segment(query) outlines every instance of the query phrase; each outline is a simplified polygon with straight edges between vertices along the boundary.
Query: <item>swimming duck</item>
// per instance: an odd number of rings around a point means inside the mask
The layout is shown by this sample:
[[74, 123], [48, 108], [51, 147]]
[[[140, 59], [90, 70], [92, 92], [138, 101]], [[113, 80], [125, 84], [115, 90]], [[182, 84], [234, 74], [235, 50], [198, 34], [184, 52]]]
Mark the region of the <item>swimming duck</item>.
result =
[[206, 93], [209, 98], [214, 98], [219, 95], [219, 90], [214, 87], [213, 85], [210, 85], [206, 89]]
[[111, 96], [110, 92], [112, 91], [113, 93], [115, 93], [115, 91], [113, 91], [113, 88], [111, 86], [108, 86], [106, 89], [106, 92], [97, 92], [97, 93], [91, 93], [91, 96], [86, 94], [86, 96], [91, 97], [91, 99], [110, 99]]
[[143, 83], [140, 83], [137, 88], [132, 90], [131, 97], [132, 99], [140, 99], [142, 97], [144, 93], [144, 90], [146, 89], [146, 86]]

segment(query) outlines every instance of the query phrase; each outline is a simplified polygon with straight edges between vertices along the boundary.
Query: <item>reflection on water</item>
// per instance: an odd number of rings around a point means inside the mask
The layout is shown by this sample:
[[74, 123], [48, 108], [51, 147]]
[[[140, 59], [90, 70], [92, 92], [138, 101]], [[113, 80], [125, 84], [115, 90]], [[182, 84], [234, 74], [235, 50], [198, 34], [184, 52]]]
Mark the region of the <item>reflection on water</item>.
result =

● ● ● ● ● ● ●

* _AUFGABE_
Schreib alle Einträge oben noch einmal ab und ersetze dabei „simplified“ durch „approximate“. Alles andere bleibt genau gleich.

* _ANTWORT_
segment(query) outlines every instance of the query phrase; each outline is a approximate polygon with straight edges between vertices along the boundary.
Query: <item>swimming duck</item>
// per instance: an odd number of rings around a point means inside the mask
The layout is shown by this sample:
[[74, 123], [48, 108], [51, 147]]
[[[140, 59], [90, 70], [92, 92], [138, 101]], [[113, 80], [125, 84], [115, 90]], [[182, 84], [234, 74], [235, 50], [198, 34], [184, 52]]]
Mark the region of the <item>swimming duck</item>.
result =
[[206, 93], [209, 98], [214, 98], [219, 95], [219, 90], [214, 87], [213, 85], [210, 85], [206, 89]]
[[111, 96], [110, 92], [112, 91], [113, 93], [115, 93], [115, 91], [113, 91], [113, 88], [111, 86], [108, 86], [106, 89], [106, 92], [97, 92], [97, 93], [91, 93], [91, 96], [86, 94], [86, 96], [91, 97], [91, 99], [110, 99]]
[[143, 83], [140, 83], [137, 88], [132, 90], [131, 97], [132, 99], [140, 99], [142, 97], [144, 93], [144, 90], [146, 89], [146, 86]]

segment(query) outlines every instance of the query phrase; each outline is a approximate polygon with straight edges between vertices along the boundary.
Query: <item>reflection on water</item>
// per instance: an odd number of rings around a point means inside the mask
The layout is shown by this sample:
[[74, 123], [48, 108], [51, 147]]
[[[140, 59], [90, 70], [92, 92], [138, 101]], [[113, 80], [125, 84], [115, 90]], [[182, 84], [234, 74], [235, 50], [198, 34], [184, 52]]]
Mark the region of the <item>reflection on water</item>.
result =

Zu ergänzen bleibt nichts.